═══ Reading text

Are Cryptocurrencies on a similar path as the Internet in 1999?

Opinions on bitcoin and cryptocurrencies usually are very binary:
  • cryptocurrencies are about to take over the world and the sky is the limit for valuations (sometimes with a caveat about nonsensical ICOs)
  • cryptocurrencies are a fad and what we are seeing is the greatest bubble since internet stocks in the late 1990s
Often smarter commentators acknowledge that they don´t know which one of the above it will turn out to be – in fact, I think, nobody can possibly know.


 

Listening to these opinions from an investor´s perspective, I think there might be a fair chance, that both extremes will turn out to be right temporarily.
It is easily possible that cryptocurrencies´ path will simply not progress in a straight line up or down (few things do). Just as internet pundits were right with their claim, that the technology would change the world – and little good did that truth do for most investors in 2000.
Is it likely that cryptocurrencies can take a similar path as internet stocks? If so, we might draw some interesting conclusions for smart investing.


 

Many hyped investments with a solid core idea froth up initially, with more and more unsustainable business ideas being financed by the bubbly sentiment and asset prices inflating. This happens again and again, though rarely on the scale of internet companies or tulip bulbs.
In cryptocurrencies´ case many ICOs with rarely a hope to gain traction and sufficient real world implementation to be sustainable (or that are even outright scams) get money thrown after them. I think, most experts agree that this is the case right now.
At some point no more greater fools are willing to support these ideas and the house of cards comes crashing down. This will impact solid ICOs as well as the valuation of the core technology represented by the price of bitcoin – even if that technology will turn out to be a game changer in the end.
When that point is reached (not so much if) and how far the fall is going to be are the big questions. Virtually all great speculative ideas (e.g. FANG stocks) have had drawdowns of more than 50% in the course of being a great success story. So let´s define a drawdown of 50% or more for the price of bitcoin as a major fall and a point where investors become seriously worried.

══════

__Work to do__.
(1) In the essay on cryptocurrencies, what drop in the price of bitcoin is defined as a major fall?
(2) Repeat word for word the part of the essay on cryptocurrencies that opens with the words containing "Listening to these" and closes with "or tulip bulbs.".
You won't need the listing that comes after the essay on cryptocurrencies.

═══ Given information

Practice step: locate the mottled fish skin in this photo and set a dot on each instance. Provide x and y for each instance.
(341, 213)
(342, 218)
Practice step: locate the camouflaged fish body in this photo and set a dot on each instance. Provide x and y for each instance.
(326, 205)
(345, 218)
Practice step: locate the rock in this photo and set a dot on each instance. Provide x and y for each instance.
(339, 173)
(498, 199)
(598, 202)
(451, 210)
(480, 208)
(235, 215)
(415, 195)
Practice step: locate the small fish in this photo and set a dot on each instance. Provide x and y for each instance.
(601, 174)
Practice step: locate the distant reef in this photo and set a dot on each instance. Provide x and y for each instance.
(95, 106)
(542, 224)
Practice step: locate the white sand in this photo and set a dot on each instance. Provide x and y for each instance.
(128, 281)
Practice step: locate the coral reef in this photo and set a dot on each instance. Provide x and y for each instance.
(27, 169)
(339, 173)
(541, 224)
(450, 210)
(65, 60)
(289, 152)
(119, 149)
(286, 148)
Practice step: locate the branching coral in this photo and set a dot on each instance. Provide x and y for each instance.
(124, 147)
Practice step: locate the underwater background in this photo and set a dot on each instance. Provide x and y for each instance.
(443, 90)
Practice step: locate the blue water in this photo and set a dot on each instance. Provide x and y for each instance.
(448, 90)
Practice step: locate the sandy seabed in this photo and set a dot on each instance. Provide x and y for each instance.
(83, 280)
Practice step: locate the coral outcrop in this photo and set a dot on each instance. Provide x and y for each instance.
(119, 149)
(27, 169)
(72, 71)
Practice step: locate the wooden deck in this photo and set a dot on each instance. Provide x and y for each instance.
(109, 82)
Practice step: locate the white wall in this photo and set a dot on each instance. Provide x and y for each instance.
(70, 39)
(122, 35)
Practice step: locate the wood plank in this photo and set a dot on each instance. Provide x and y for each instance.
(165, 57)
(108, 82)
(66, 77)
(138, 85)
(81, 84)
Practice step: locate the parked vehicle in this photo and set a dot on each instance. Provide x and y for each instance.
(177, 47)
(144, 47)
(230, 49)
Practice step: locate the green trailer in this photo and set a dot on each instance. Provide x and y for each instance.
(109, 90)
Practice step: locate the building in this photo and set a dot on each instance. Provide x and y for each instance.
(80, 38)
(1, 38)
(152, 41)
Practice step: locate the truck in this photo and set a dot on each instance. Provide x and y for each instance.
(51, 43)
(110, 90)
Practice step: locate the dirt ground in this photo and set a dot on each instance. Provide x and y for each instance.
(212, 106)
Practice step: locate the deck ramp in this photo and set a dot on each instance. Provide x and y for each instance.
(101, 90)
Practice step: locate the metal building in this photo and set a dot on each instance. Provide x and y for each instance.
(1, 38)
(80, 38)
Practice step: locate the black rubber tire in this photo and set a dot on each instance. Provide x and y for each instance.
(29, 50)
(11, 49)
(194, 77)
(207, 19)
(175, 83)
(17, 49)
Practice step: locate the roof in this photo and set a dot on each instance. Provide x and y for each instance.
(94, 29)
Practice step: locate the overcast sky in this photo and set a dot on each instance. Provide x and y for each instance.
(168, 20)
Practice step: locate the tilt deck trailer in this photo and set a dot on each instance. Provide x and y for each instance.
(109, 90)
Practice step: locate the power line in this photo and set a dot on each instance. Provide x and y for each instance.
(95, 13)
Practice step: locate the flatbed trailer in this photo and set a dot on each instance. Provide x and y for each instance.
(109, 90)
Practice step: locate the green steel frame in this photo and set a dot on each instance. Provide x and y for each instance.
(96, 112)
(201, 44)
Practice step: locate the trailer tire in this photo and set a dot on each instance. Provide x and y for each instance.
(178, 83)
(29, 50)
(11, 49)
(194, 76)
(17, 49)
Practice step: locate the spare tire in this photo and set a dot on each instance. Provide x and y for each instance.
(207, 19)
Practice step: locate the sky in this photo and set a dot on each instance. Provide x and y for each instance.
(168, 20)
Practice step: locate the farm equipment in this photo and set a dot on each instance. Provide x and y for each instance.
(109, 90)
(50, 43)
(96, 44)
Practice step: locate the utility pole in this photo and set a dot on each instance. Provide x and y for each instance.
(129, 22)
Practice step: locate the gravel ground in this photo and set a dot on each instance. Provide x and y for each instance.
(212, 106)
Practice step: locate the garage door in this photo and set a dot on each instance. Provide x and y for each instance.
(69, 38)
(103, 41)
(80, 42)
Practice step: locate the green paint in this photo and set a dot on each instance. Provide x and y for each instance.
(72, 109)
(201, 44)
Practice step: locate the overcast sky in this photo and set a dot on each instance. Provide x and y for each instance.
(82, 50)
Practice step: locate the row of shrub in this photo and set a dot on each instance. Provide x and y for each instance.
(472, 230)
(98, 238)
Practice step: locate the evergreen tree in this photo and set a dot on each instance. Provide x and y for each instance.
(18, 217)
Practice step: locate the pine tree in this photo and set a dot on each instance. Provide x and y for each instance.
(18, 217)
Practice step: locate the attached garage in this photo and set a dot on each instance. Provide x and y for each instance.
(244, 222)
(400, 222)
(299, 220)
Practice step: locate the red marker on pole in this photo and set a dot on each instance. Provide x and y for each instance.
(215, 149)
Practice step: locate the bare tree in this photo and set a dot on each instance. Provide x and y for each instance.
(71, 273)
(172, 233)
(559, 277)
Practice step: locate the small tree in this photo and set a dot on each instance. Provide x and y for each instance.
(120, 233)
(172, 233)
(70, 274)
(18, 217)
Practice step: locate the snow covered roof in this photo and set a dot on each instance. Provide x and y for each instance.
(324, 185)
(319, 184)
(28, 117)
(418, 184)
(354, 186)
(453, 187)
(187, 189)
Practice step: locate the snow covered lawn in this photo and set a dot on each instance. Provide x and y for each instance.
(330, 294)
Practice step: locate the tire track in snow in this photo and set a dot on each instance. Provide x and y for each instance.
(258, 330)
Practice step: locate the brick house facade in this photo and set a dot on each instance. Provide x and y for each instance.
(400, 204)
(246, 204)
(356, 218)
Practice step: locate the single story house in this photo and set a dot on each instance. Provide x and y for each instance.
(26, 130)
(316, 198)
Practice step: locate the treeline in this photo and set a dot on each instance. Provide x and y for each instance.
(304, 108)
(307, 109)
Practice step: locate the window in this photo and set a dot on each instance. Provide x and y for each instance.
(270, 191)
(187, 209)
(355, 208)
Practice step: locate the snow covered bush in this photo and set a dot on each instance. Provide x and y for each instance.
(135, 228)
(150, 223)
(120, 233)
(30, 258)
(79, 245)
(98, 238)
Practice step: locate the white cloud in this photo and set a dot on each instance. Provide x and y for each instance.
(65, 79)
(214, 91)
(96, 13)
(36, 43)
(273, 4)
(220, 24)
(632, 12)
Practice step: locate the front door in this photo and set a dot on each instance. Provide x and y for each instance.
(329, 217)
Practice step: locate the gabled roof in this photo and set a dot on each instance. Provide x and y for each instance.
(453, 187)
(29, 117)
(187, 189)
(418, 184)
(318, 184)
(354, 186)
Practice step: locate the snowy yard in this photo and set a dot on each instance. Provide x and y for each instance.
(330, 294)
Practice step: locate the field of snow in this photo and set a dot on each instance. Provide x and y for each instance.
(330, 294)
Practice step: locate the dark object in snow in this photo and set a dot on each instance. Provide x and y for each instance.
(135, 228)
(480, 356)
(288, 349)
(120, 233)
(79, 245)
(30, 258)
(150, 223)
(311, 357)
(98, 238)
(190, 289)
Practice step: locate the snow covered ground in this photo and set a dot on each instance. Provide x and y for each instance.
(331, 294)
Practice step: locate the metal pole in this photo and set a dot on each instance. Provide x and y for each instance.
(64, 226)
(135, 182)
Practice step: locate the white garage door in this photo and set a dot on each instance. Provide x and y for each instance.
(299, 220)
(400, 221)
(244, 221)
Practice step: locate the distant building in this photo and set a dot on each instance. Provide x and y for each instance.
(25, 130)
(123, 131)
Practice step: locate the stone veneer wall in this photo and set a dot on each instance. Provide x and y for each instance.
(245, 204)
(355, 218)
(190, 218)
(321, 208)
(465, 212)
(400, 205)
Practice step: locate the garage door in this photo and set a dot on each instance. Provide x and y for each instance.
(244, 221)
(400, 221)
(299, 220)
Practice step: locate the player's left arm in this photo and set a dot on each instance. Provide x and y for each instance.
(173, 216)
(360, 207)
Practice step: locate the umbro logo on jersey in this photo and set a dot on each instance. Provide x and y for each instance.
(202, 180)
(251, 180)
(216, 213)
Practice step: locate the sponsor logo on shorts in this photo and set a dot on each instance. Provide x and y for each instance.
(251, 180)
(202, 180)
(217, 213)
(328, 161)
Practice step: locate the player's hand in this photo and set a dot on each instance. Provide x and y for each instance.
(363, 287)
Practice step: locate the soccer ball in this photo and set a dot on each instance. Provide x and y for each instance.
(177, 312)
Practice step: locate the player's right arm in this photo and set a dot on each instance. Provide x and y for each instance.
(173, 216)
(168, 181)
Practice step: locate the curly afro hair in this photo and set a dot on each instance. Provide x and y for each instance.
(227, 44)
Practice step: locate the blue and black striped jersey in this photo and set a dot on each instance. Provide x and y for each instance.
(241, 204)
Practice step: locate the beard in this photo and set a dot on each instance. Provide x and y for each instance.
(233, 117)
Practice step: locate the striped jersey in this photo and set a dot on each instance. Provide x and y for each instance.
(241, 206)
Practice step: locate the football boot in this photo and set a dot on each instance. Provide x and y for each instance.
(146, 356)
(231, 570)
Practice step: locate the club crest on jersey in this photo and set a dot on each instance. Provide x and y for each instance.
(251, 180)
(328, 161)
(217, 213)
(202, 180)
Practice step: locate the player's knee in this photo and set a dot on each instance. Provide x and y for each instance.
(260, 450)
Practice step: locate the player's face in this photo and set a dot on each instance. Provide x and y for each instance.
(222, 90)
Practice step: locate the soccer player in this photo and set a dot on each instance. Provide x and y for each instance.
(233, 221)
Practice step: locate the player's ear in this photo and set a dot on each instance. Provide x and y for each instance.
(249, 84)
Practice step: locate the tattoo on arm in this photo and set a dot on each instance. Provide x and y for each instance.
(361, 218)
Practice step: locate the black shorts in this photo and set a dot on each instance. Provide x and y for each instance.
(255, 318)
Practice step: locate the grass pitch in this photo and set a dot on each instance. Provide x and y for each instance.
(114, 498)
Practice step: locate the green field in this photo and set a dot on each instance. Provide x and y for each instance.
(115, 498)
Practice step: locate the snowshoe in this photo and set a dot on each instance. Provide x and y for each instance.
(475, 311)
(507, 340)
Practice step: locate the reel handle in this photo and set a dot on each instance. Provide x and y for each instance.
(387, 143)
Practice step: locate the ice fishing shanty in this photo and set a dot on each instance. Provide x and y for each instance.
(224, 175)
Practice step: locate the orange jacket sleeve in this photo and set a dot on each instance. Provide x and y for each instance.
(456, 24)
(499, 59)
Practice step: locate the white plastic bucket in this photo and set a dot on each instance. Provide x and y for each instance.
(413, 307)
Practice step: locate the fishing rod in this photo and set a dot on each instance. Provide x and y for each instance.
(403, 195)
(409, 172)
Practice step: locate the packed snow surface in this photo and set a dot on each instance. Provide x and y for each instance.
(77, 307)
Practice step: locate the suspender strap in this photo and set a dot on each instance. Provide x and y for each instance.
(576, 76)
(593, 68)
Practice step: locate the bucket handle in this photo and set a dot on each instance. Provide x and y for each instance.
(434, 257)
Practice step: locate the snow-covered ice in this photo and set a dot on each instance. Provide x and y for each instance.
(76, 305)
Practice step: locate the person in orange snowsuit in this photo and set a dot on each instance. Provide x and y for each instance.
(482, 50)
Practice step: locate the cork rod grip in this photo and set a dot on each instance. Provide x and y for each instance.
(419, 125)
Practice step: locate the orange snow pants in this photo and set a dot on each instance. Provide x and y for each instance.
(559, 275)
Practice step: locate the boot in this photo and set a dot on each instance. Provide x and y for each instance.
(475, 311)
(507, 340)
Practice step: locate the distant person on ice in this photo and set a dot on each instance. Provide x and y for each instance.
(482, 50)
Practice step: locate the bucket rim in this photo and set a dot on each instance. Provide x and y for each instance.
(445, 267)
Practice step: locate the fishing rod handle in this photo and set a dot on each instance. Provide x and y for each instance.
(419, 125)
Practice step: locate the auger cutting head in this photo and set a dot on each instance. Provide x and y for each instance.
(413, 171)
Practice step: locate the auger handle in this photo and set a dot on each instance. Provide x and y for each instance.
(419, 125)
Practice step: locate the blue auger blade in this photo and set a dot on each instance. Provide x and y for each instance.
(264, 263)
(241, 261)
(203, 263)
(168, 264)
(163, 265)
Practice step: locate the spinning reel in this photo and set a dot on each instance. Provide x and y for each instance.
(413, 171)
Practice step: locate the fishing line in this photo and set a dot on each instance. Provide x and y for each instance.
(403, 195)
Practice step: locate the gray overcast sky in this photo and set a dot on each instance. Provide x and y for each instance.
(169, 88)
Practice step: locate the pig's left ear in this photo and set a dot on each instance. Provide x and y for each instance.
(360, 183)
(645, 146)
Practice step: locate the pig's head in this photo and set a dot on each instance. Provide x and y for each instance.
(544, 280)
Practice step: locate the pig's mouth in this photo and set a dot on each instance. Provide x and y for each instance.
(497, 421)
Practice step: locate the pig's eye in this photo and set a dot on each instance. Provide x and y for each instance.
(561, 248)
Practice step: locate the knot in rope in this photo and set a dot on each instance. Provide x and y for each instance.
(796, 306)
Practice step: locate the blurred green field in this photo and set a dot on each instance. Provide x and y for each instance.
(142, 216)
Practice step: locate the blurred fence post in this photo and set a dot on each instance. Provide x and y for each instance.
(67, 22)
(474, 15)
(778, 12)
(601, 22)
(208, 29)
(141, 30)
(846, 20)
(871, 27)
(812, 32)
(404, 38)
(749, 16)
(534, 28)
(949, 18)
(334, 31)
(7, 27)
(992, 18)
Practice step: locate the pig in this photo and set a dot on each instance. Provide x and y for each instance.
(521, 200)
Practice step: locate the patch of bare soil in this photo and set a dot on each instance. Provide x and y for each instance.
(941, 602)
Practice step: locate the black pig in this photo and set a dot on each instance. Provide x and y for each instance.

══════

__Answers to each task__.
(1) A drawdown of 50% or more.

(2)
Listening to these opinions from an investor´s perspective, I think there might be a fair chance, that both extremes will turn out to be right temporarily.
It is easily possible that cryptocurrencies´ path will simply not progress in a straight line up or down (few things do). Just as internet pundits were right with their claim, that the technology would change the world – and little good did that truth do for most investors in 2000.
Is it likely that cryptocurrencies can take a similar path as internet stocks? If so, we might draw some interesting conclusions for smart investing.


 

Many hyped investments with a solid core idea froth up initially, with more and more unsustainable business ideas being financed by the bubbly sentiment and asset prices inflating. This happens again and again, though rarely on the scale of internet companies or tulip bulbs.